** Opening INPUT MATERIAL block **
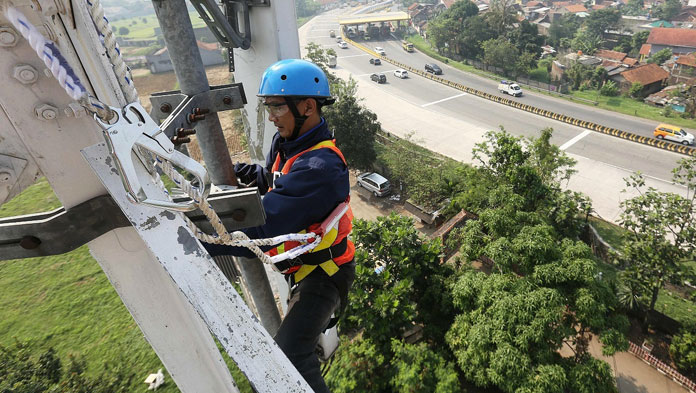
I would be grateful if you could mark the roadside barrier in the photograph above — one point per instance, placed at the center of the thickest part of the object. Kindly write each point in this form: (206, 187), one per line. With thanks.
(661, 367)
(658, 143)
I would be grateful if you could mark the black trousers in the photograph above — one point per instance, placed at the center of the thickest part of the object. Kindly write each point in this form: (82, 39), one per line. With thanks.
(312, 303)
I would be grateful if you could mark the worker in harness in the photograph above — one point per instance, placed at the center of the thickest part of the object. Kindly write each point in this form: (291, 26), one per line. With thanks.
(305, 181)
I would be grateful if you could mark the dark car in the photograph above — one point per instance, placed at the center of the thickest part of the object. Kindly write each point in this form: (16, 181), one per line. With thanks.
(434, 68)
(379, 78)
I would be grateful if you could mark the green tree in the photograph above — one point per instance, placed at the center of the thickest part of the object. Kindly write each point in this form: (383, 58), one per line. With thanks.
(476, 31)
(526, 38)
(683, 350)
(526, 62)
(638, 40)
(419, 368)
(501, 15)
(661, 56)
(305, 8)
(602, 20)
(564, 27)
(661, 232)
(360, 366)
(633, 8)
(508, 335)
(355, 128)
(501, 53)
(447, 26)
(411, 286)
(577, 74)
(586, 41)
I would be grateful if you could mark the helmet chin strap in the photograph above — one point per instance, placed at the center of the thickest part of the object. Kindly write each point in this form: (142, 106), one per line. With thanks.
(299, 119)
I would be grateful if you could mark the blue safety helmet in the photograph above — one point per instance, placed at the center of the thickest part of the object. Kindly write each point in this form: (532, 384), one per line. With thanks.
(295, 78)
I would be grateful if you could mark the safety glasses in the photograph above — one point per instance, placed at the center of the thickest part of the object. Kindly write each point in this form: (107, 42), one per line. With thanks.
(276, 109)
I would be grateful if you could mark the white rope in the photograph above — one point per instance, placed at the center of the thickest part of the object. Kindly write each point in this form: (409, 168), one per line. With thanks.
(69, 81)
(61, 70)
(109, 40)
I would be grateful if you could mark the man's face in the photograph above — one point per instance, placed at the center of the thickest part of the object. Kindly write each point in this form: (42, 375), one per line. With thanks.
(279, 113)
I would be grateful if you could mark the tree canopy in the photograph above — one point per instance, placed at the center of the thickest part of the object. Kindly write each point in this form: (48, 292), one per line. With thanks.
** Closing INPUT MATERIAL block **
** Opening INPUT MATERIAL block **
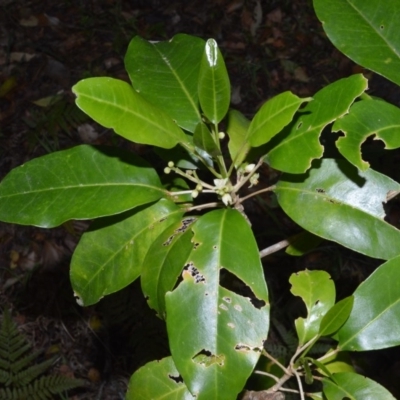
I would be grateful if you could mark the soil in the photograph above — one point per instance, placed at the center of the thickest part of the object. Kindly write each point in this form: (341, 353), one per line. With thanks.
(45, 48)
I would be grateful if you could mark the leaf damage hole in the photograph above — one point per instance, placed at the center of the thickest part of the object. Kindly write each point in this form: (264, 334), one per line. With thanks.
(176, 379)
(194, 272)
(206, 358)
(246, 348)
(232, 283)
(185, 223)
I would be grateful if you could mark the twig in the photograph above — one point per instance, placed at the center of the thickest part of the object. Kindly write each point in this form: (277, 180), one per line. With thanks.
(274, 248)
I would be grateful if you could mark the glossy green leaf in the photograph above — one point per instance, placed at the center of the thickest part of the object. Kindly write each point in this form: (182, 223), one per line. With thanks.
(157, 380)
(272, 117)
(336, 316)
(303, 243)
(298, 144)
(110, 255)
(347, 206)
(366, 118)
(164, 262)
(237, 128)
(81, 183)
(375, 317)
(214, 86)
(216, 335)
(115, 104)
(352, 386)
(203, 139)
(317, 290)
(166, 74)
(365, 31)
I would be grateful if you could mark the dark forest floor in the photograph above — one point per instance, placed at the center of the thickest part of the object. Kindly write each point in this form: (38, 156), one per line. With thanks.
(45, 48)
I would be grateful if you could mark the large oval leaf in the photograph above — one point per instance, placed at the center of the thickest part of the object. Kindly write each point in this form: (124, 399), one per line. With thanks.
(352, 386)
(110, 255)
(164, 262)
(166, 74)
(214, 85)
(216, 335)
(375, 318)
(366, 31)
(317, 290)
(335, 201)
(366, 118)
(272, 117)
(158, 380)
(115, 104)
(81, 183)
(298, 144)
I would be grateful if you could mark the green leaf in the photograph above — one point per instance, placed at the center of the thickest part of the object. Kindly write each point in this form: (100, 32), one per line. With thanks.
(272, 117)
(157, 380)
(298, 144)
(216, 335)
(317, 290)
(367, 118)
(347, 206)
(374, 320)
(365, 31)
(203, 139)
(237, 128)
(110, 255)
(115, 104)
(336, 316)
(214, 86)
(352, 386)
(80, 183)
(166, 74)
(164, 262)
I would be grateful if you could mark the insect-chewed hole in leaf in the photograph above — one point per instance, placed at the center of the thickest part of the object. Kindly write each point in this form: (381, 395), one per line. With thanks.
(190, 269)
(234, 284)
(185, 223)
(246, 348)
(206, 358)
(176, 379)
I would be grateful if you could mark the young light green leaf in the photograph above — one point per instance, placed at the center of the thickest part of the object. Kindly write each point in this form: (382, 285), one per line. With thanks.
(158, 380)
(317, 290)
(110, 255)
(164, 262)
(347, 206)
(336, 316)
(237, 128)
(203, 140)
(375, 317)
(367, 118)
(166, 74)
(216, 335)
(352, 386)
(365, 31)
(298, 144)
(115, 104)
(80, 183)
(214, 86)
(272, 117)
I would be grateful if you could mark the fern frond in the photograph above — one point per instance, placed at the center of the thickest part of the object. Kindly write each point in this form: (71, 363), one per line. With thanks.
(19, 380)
** Closing INPUT MATERIAL block **
** Opening INPUT MATERIAL block **
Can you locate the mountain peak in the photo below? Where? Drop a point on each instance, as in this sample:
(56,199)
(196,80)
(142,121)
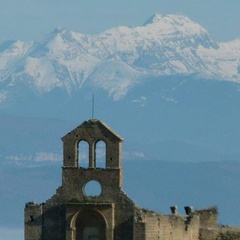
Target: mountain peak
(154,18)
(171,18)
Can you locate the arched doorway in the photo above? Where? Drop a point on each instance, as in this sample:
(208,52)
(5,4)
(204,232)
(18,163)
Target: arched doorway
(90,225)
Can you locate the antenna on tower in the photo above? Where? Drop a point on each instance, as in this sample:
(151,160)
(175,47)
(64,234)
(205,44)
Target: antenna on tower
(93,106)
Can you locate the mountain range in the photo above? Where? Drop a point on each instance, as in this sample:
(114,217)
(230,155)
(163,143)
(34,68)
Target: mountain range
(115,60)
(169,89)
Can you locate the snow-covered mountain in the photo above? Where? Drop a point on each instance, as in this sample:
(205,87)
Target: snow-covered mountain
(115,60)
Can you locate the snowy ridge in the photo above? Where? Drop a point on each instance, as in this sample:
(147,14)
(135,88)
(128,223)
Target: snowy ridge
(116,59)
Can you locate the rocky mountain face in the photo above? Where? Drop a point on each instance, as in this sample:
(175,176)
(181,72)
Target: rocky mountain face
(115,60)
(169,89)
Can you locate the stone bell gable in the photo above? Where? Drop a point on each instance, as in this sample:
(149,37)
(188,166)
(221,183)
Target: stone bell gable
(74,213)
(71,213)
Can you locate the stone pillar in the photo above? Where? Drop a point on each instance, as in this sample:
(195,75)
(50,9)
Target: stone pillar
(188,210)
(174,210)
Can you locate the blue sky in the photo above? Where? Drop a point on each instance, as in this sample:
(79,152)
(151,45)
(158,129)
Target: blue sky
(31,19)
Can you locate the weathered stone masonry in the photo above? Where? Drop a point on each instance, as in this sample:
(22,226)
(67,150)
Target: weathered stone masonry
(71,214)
** Closing INPUT MATERIAL block **
- **WHAT IS BEING ASKED**: Scanning the data above, copy out every line where "locate" is found.

- **RESULT OF THIS EXERCISE**:
Can you locate the mountain peak in the photo below? Where? Drop a point on each instance, as in this sample:
Can you locate the arched doorway in the photo above? Where? Drop a point on each instance, as in this sample:
Can you locate the antenna on tower in the photo above? Where? Drop a point on each instance, as in this sample:
Can you locate the mountain range in the photo above? Where? Drop a point on each instance, as in this sample:
Can you locate the snow-covered mountain in the photo above? Where? Drop a point on each instance, as in this sample:
Can you locate the snowy ridge in the photo above? Where? Drop a point on each instance, as in this sample:
Can you locate the rocky mountain face in the photo above? Where? Drop a point on each instance, as in this sample:
Can you locate the stone bell gable in the photo above? Where? Drop a point on each instance, as in this sample:
Can you locate the stone pillar in the photo above? Where? Drop a point on each instance, as in this sample:
Can you locate the blue sky in the photo above? Where? Drop a point on each instance, as in this sample:
Can you locate the weathered stone masonry in the photo above? Where? Drop a point on each instance, as in this sample:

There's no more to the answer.